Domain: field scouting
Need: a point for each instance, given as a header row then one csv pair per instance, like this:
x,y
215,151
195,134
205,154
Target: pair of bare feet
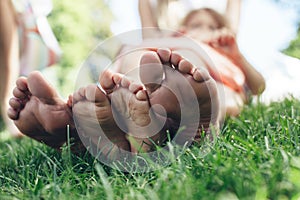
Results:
x,y
129,115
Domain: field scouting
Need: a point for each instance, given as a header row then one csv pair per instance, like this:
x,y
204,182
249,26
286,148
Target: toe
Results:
x,y
93,94
22,84
125,82
164,54
12,114
151,71
19,93
117,78
201,75
141,95
106,81
15,104
39,87
79,95
185,66
135,87
175,59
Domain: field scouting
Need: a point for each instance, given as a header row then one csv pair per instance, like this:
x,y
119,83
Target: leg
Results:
x,y
39,112
181,86
94,117
9,59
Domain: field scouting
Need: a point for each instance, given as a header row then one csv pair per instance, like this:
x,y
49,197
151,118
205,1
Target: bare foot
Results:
x,y
187,94
39,112
144,127
94,118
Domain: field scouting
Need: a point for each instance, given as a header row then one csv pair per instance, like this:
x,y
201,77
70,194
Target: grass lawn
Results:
x,y
257,156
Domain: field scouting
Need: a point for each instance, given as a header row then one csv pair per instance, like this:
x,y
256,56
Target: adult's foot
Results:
x,y
186,93
39,112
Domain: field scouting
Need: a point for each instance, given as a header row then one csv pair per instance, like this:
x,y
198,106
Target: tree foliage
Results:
x,y
78,25
294,47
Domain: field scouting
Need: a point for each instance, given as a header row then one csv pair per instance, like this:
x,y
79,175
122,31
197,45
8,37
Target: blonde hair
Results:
x,y
220,19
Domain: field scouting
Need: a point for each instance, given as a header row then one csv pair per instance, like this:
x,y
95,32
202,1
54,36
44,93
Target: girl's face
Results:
x,y
201,26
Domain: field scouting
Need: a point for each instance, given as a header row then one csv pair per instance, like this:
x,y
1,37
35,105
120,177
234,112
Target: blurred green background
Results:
x,y
79,26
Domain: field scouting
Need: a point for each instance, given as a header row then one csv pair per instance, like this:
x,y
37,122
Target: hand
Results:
x,y
224,41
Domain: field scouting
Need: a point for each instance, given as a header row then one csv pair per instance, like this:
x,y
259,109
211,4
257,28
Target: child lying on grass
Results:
x,y
171,73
⁂
* [PROBLEM STATEMENT]
Images should not appear in the copy; retype the listing above exactly.

* [RESPONSE BELOW]
Domain: field scouting
Need: a point for each instance, given as a header row then one csv pair per instance, like this:
x,y
215,151
195,134
205,154
Target: pair of bare feet
Results:
x,y
129,115
Domain: field scouting
Need: a point for each instance, given as a header row then one csv pair per instance, like this:
x,y
204,182
249,26
286,148
Target: toe
Results:
x,y
93,94
22,84
125,82
164,54
12,114
151,71
19,93
117,78
201,75
141,95
106,81
15,104
39,87
79,95
185,66
135,87
175,59
Domain: field scouting
Need: a point for each instance, given as a header row then one csv pair per instance, like this:
x,y
119,83
Target: leg
Results:
x,y
39,112
181,86
94,117
9,59
Domain: field scouting
Need: a point for each instance, given as a header row then one csv pair per instance, like this:
x,y
49,197
151,118
205,1
Target: bare foot
Results:
x,y
187,94
39,112
144,127
94,118
Domain: field scouting
Need: a point for each instance, given as a header row then one csv pair per instance, like this:
x,y
201,77
70,194
Target: grass lawn
Results:
x,y
257,156
Domain: field scouting
Need: a point for each instance, given as a header row then one csv pair per instance, like this:
x,y
256,56
Target: adult's foot
Results:
x,y
186,93
39,112
Domain: field scouting
Need: a point for each instance, given as a header row then one csv pair per instance, like this:
x,y
198,106
Target: tree foliage
Results:
x,y
78,25
294,47
Domain: field scouting
Need: a point for each instance, given as a header row then one csv pair per instance, like this:
x,y
79,175
122,31
197,45
8,37
Target: blonde hair
Results:
x,y
220,19
Domain: field scouting
Need: a point for each instance, given as a header row then one csv pair per instance, like this:
x,y
95,32
202,1
54,36
44,93
Target: girl's face
Results:
x,y
201,26
Domain: field scouting
Need: a point for each instance, given as a header row then one csv pair per instance, like this:
x,y
1,37
35,105
120,177
234,112
Target: blurred green background
Results:
x,y
79,26
Domain: field scouting
Need: a point for each instance, given as a header row then one csv pair per instance, like this:
x,y
37,122
Target: hand
Results:
x,y
224,41
Domain: field scouting
Need: a point for each instance, given as a header row then one csv pair per instance, like this:
x,y
259,109
211,4
257,28
Target: child lying on grass
Results:
x,y
171,73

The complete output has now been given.